[Source extract]:
>> start

June 14, 2015 – June 18, 2015
After checking out the remote rice terraces of Dazhai, we hopped aboard a bus to our next destination, a place I was very excited to reach, the mountainous region around Yangshuo, China. The popular destination city is surrounded by hundreds of near perfect conical peaks, towering over lush rice fields and the wandering rivers, for as far as you can see in any direction. It turned out to be one of most beautiful landscapes we have encountered on our trip, and the perfect place to ask Krista a question.
Despite the remoteness of Dazhai, it turns out there is one van which conveniently leaves daily at 9am from the road below town, direct to the city of Yangshuo, several hours away. The road out of Dazhai winds its way down a steep river canyon, in places half the road has been cut away by the river, leaving jagged pavement hanging over nothing, but don’t worry, orange cones have replaced the fallen guard rails. Needless to say, the steep winding route is not for the faint of heart, or anyone prone to car sickness.
You will know you are approaching Yangshuo as you begin to see hundreds of knobby karst peaks sprouting up in the distance. There is just no other place on earth quite like Yangshuo. The surrounding land is almost completely flat and broken, seemingly at random, by tall conical jungle covered peaks, with tiny traditional villages dotting the wandering riverbanks below. The views have inspired artists for centuries, and if you have ever seen any Chinese art with narrow cloud covered peaks, chances are it was inspired by the hills around Yangshuo.
The city of Yangshuo is a modern city in the vast mountainous region, and it is set right in amongst the tall peaks spreading and weaving out around them. Besides the beautiful scenery, the city is well known for foreign language schools, cooking classes, hiking, bicycling and has a rather large nightly party scene beneath the lit up mountains.

>> end

[Stored data]:
>> start

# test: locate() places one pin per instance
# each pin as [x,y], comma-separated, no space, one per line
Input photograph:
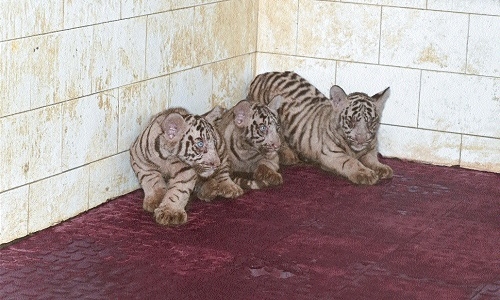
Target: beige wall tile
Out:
[480,153]
[399,3]
[277,26]
[460,103]
[111,177]
[13,214]
[233,24]
[319,72]
[45,134]
[347,31]
[488,7]
[433,147]
[58,198]
[82,13]
[90,129]
[15,77]
[231,79]
[483,53]
[118,57]
[29,17]
[14,151]
[138,103]
[402,106]
[424,39]
[170,44]
[192,89]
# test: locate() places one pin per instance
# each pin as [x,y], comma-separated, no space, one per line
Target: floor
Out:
[429,233]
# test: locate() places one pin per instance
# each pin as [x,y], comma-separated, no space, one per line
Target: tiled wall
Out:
[79,80]
[441,59]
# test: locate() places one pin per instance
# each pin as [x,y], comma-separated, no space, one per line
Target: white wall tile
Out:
[111,177]
[400,3]
[58,198]
[45,133]
[483,53]
[14,151]
[138,103]
[402,106]
[170,44]
[460,103]
[29,17]
[233,24]
[488,7]
[13,214]
[424,39]
[192,89]
[319,72]
[434,147]
[277,27]
[119,53]
[231,79]
[15,77]
[81,13]
[480,153]
[133,8]
[350,31]
[90,129]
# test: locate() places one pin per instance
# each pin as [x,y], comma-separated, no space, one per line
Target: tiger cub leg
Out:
[267,173]
[219,184]
[349,167]
[171,210]
[287,156]
[371,161]
[155,188]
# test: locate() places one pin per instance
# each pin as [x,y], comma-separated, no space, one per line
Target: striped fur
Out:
[339,134]
[176,151]
[250,130]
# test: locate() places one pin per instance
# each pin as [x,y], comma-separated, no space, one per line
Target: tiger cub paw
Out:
[384,172]
[364,177]
[229,189]
[268,176]
[169,216]
[288,157]
[151,202]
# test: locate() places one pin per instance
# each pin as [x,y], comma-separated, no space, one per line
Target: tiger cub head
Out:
[193,140]
[260,124]
[359,115]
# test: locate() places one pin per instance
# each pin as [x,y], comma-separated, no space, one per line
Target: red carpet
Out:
[429,233]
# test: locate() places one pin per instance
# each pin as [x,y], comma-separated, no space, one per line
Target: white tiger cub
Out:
[251,132]
[176,151]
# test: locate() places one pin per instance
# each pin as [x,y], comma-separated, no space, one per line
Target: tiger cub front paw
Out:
[168,216]
[268,176]
[229,189]
[364,177]
[384,172]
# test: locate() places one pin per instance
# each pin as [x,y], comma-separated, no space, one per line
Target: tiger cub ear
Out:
[173,126]
[242,113]
[338,96]
[381,97]
[275,104]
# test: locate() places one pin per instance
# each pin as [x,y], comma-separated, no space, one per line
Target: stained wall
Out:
[441,59]
[79,80]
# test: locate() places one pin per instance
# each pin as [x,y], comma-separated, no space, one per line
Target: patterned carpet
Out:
[429,233]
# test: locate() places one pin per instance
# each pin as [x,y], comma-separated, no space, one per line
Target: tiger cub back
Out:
[339,133]
[251,132]
[174,152]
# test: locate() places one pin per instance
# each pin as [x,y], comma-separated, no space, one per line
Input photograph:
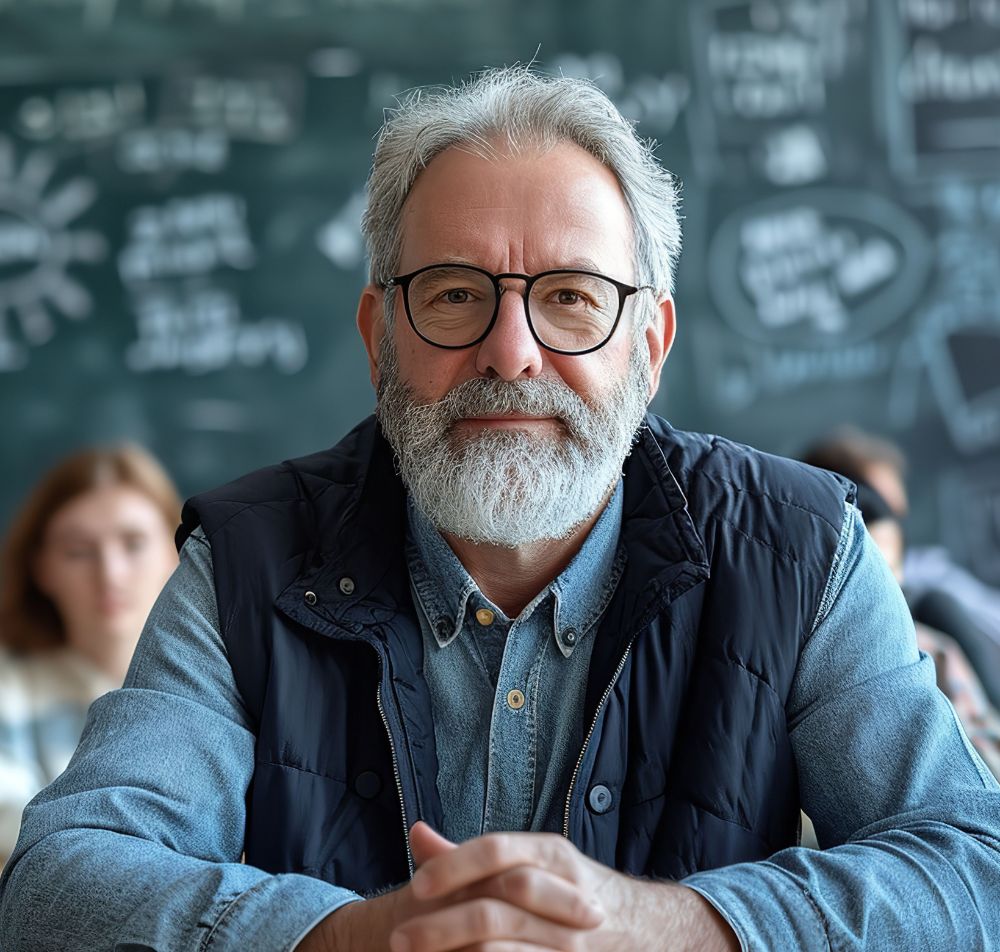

>> end

[Problems]:
a) From the Yangshuo travel account, what is the part that opens with the words containing "You will know" and closes with "lit up mountains."? Return it word for word.
b) Can you sum up the Yangshuo travel account in two sentences?
c) How might the Yangshuo travel account go on from its last sentence? Write the next part.

[Expected results]:
a)
You will know you are approaching Yangshuo as you begin to see hundreds of knobby karst peaks sprouting up in the distance. There is just no other place on earth quite like Yangshuo. The surrounding land is almost completely flat and broken, seemingly at random, by tall conical jungle covered peaks, with tiny traditional villages dotting the wandering riverbanks below. The views have inspired artists for centuries, and if you have ever seen any Chinese art with narrow cloud covered peaks, chances are it was inspired by the hills around Yangshuo.
The city of Yangshuo is a modern city in the vast mountainous region, and it is set right in amongst the tall peaks spreading and weaving out around them. Besides the beautiful scenery, the city is well known for foreign language schools, cooking classes, hiking, bicycling and has a rather large nightly party scene beneath the lit up mountains.

b) After seeing the rice terraces of Dazhai, the travelers took the daily van down a steep, partly washed-out river canyon road to Yangshuo, China, a region of flat land broken by hundreds of conical, jungle-covered karst peaks that have inspired artists for centuries. The modern city sits among these peaks and is known for foreign language schools, cooking classes, hiking, bicycling and a large nightly party scene.

c)
If you are looking for great view which is easy to reach, in the middle of town atop the tallest of the peaks sits a TV tower, and a viewpoint which seems to be known only to locals. Just ask at your hotel or hostel or walk to the center of town and ask around for the way to the TV Tower. There is a relatively steep 30 minute hike, but at the top is a view which is well worth it. Just knock on the gate which reads “no visitors” and bribe the lady who babysits the tower with a few Yuan and she will let you in. Go at sunrise or sunset for the best views, we went at sunset and the place was actually fairly crowded.
About 20 minutes out of town you can find Moon Hill, one of the karst peaks which has been eroded by water, and partially collapsed creating a towering land bridge, or half moon. The hike is short and not too steep until the very end. Ignore the people trying to sell fake tickets out front and go straight to the ticket booth.
We continued our love of cooking classes here, with our final cooking class of the trip, and it turned out to be the best! We signed up for a class with the Yangshuo cooking school, which is just 10 minutes out of town, their van will pick you up from your hotel. The school is set up with a great view down the river valley between the peaks, so you can enjoy an amazing view while you are learning the secrets to Chinese cooking, which incidentally is fresh ingredients, lots of oil and high gas heat.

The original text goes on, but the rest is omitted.